◆ WHAT TO WORK ON: Reproduce the data exactly; no word may be added or dropped.

◆ AVAILABLE RECORDS:
Content starts

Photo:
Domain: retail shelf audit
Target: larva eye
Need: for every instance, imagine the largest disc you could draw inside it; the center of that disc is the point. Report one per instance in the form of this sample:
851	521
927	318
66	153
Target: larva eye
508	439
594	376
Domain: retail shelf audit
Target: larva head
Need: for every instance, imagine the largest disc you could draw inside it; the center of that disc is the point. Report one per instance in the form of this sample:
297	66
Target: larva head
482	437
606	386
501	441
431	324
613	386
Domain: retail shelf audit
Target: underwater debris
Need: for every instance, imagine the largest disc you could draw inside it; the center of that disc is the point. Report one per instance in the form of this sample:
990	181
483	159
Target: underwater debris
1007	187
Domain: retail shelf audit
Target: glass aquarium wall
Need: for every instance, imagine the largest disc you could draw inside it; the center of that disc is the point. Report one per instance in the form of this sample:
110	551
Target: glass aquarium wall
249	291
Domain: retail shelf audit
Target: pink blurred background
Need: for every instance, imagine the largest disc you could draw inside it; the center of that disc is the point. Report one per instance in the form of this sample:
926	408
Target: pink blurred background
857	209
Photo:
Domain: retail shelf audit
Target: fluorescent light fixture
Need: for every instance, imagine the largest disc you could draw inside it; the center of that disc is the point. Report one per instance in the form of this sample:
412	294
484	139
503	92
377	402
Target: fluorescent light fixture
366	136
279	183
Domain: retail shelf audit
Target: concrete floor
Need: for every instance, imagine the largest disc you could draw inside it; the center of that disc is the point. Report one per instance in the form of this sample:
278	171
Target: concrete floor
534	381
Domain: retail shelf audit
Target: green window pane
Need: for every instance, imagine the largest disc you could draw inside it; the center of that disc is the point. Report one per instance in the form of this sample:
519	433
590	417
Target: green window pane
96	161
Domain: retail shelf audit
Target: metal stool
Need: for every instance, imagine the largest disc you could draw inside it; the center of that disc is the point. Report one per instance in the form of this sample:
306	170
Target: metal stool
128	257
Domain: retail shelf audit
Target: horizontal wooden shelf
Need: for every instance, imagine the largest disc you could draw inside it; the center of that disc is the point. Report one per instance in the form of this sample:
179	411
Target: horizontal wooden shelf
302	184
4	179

Content ends

◆ FINISHED EXERCISE:
Photo:
Domain: retail shelf audit
Target: larva eye
Need: for every instance, imagine the largest disc you could draw inside it; the center of that disc is the point. Report one per instance in the form of this sample:
851	521
927	318
66	153
Target: larva eye
508	439
594	376
Domain: retail shelf audit
Target: larva head
Need: for every instance, imagine the largest disc you could draw inside it; the center of that disc is the point. Report one per instance in the form of this sample:
297	66
Target: larva head
482	437
606	386
501	441
431	324
613	386
Domain: retail shelf audit
Target: underwater debris
Need: for every instance, imagine the largest disc you could draw inside it; the center of that disc is the point. Report one per instance in the form of this sample:
990	181
483	159
Target: underwater debris
1007	187
Domain: retail shelf audit
Target: glass aquarium wall
Need: for every instance, imagine the largest disc you could draw inside it; the center of that disc is the point. Report one per instance in the form of this sample:
110	551
Target: glass aquarium wall
249	291
Domain: retail shelf audit
Target: pink blurred background
Need: for every instance, imagine the largest disc you could draw inside it; the center of that disc is the point. Report one per instance in the form of this sample:
926	408
Target: pink blurred background
857	209
Photo:
Domain: retail shelf audit
Target: fluorescent light fixture
Need: for every instance, imagine the largest disc you could draw inside it; the center of that disc is the point. Report one per instance in the form of this sample:
412	294
484	139
503	92
377	402
Target: fluorescent light fixture
366	136
279	183
Domain: retail shelf audit
Target: concrete floor
Need: for every instance, imagine the largest disc you could draw inside it; the center of that disc is the point. Report one per instance in the form of this sample:
278	171
Target: concrete floor
534	381
Domain: retail shelf audit
Target: green window pane
Need: for every instance, imagine the largest disc you could draw inside it; the center of that disc is the point. Report one per instance in the form of this sample:
519	433
590	417
Target: green window pane
96	161
Domain: retail shelf audit
Target: metal stool
Need: for every instance, imagine the largest disc you could draw inside it; the center of that disc is the point. Report one per instance in the form of this sample:
306	170
Target: metal stool
128	257
Domain: retail shelf audit
Target: horizontal wooden shelf
Need: for every instance, imagine the largest disc you could draw inside it; the center of that disc is the point. Report one per instance in the form of this sample:
179	411
Target: horizontal wooden shelf
302	184
4	179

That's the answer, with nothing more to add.